**Excerpt**
<<<<

Abstract
Background
Burns provide a suitable site for bacterial multiplication and are more persistent richer sources of infection than surgical wounds. Staphylococcus aureus is one of the most frequently isolated pathogens in both community and hospital practices. The objective of this study was to address the prevalence and antibiotic susceptibility patterns of S. aureus isolated from burn wound infections in Yekatit 12 Hospital, Addis Ababa Ethiopia.
Methods
This study was Cross-sectional, prospective study conducted from March to May 2011. Burn wound pus sample was collected by using convenient sampling method for culture and drug sensitivity tests were performed according to the WHO standards.
Results
Out of 114 patients, bacterial infection was observed in 95(83.3%) of which, 66 (69.5%) had S. aureus infection. Overall prevalence of S. aureus isolation was 57.8%. Most of them were sensitive to vancomycin, clindamycin, Kanamycin and Erythromycin, but highly resistant to penicillin G. All isolates were found to be multi drug resistant, and one isolate was resistant to all the tested drugs.

>>>>

Items from a data source
<<<<

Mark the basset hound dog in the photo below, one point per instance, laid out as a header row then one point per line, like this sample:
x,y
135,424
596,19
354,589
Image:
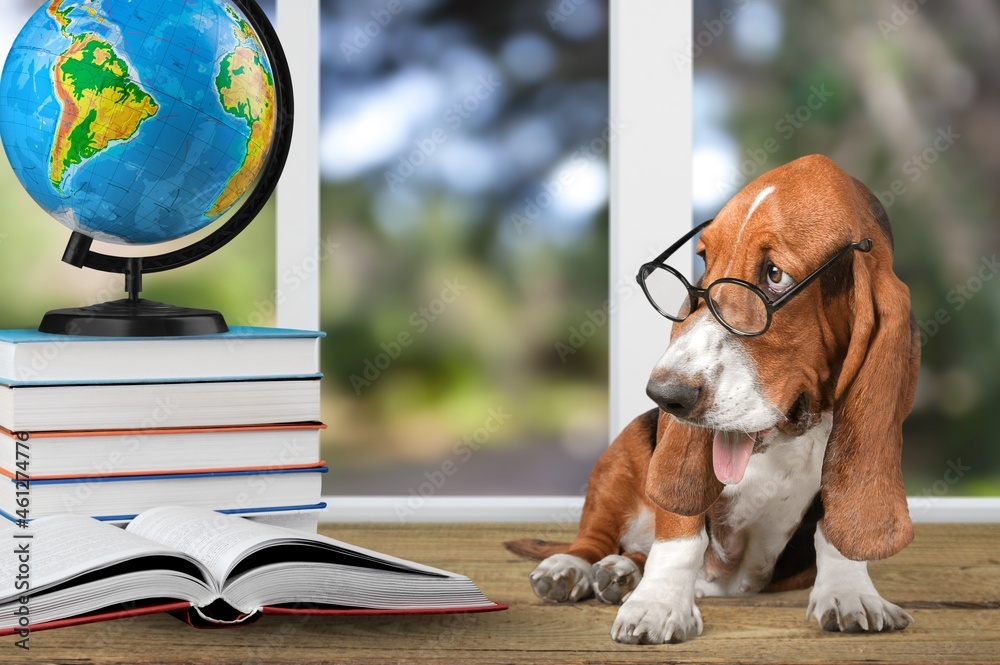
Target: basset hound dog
x,y
773,459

>>>>

**Exercise set**
A: In the abstract on burn wound infections, to which antibiotic were the S. aureus isolates highly resistant?
B: Continue the abstract on burn wound infections from its last sentence.
The material above comes from a separate source.

**Task-by-task answers**
A: Penicillin G.

B:
Conclusion
The current study is highly important and informative for the high level of multi-drug resistant S. aureus isolates in burn patients. Finally, strict consideration for s. aureus infection and proper usage of antibiotic policy are recommended in decreasing the incidence and occurrence of multidrug resistant S. aureus infections in Yekatit 12 Hospitals.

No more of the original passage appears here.